TEXTO FORNECIDO:
%%

Os fantasmas da memória perpetuam (Panorama).

 

Para chegarmos a  qualquer lugar temos que prever o lugar e imaginar a sua geografia, quero chegar ao lugar deste café, como vou? Como pergunto aos velhotes que passo na rua e certamente me iriam querer ajudar, solitários. Para perguntar tenho que saber dizer o que procuro, eu sei mas como explicar. Como dar exemplos, relações que existem na nossa realidade para expor o que quero dizer.  Não sei, porque não vejo um reflexo de mim, fora de mim. Por isso espero fazer um memorial, assim, para mim, faço cidade. Sim é paradoxal chamar cidade um lugar só para mim.

 

Letras pequenas sobre fundo negro: “Ninguém entra duas vezes no mesmo rio”

 

Voz do narrador: Grave, enrola ligeiramente as palavras mas é decidido nas frases. Dá-nos a sensação de conhecer bem o lugar. Humor seco.

 

Bem a centro do imagem a Rua do Freixo, acesso principal ao muy popular centro “histórico” do porto. Na paragem de autocarro a senhora descansa sentada, o frio aperta e a vida não espera. A flanquear a paragem de autocarro onde param tanto carreiras da STCP como Gondomarense, fábricas fechadas. A da esquerda produziu sabão azul até há pouco tempo, a outra já não está na memória de muita gente o que produzia. Agora serve de encosto aos painéis publicitários, eles próprio expectantes, as suas letras maiúsculas imperativas parecem-nos quase súplicas.

 

Agora mais ao fundo, a meio do plano, a “Rotunda do Freixo” carinhosamente apelidada pela toponímia do antigo lugar do Freixo, freixos já não se vêm a crescer tão perto, mas nas suas hermosas colinas de relva uma das  jovens Ginko Bilobas ainda mantém a sua folha, possivelmente terá os seus estranhos frutos, ninguém os apanhará nem sequer sentirá o seu cheiro a manteiga râncida.

 

Passaremos agora para o plano mais afastado que nos é visível,  bem no fundo, o topo da torre sineira da Igreja de Santa Maria de Campanhã, bonita igreja, impressionante pelo seu teto em caixotões de madeira policromada, que, parece ainda, se manter no seu estado mais original. Para essa conservação certamente contribui que poucos a conhecem, tanto devido à sua  localização erma e de pouca reputação, tal como pela relativa pobreza da sua paroquia que não terá permitido substituir por novo o que é velho.

%%

DADOS:
%%

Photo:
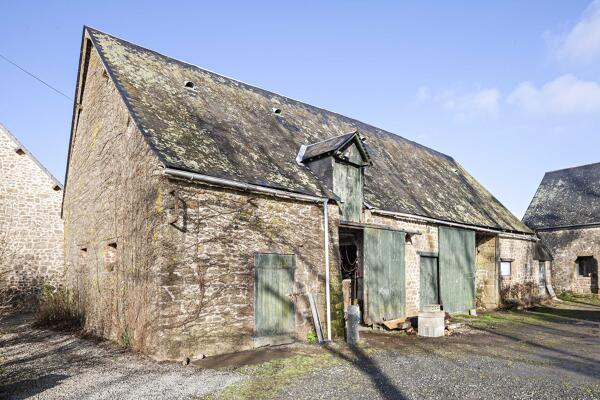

%%

INSTRUÇÕES E REQUISITOS:
Escreva a continuação do texto sobre a Rua do Freixo e Campanhã, começando logo a seguir à última frase. As linhas não desempenham qualquer papel nesta tarefa.

RESPOSTA AO PROBLEMA:
 

Mas despedimo-nos desses lugares vizinhos para nos focar-nos no aparente. Atrás da movimentada rotunda do Freixo, vemos uma grande mancha arborizada, agora despida nas suas cores de outono. Esta zona, estranhamente preservada da urbanização e industrialização da sua vizinhança será certamente parte da propriedade original da quinta da revolta, casa solarenga do século XVII/XVIII, na qual, conseguimos ver ainda a sua bonita capela de porta vermelho sangue de boi. Temos porém de imaginar o seu portão armoreado, que é encimado por um enorme, exagerado e intrincado brasão de família em granito. A grande coroa vazada que lhe pertence cria em nós uma ligeira ansiedade pela sua acidental queda e pela nossa subsequente saúde.

 

Entre a quinta e a bomba da GALP corre uma rua de acesso à zona de Azevedo, ainda dentro dos limites da cidade do Porto encontra-se num estado de expectante gentrificação. Para cá dessa rua vemos uma zona com grandes árvores e umas grandes pedras espalhadas entre elas. Desconheço as origens ou justificação deste lugar, apenas sei que serve de agradável enquadramento tanto à zona recreativa da bomba de gasolina como aos painéis politicos que rodam a rotunda. À direita mal vemos um cartaz com António Costa abraçando um velhote, a falta de ideologia desta imagem, parece fazer frente à campanha de André Ventura, que, em letras garrafais azul monárquico  decreta: “PORTUGAL PRECISA DE UMA LIMPEZA”, ao lado das letras estão os alvos a abater marcados com cruzes vermelhas.

 

Chegamos agora à bomba da GALP do Freixo, local de extrema procura pelos automobilistas, motoqueiros, trabalhadores rodoviários entre outros, mas não apenas pela necessidade pragmática de colocar mais uns vinte euritos de gota no BMW, para aguentar o resto da semana. Não, este local, como em muitas outras gasolineiras, é agora lugar de encontro e confraternização: comprar tabaco, o jornal, lanchar ou simplesmente fumar um cigarro enquanto se olha a uma distância mais ou menos apropriada para as bombas. Resumidamente, o que os artistas diriam ser um “não lugar” (não pertencente à memória de ninguém) é na verdade um lugar lúdico e claramente apreciado por gentes de todas as classes sociais e perfis.

 

E assim voltamos novamente à paragem de autocarros, onde as pessoas que não podem viver nos condomínios privados do Freixo, com as suas garagens e stands de automóveis de luxo, esperam, para depois seguir caminho.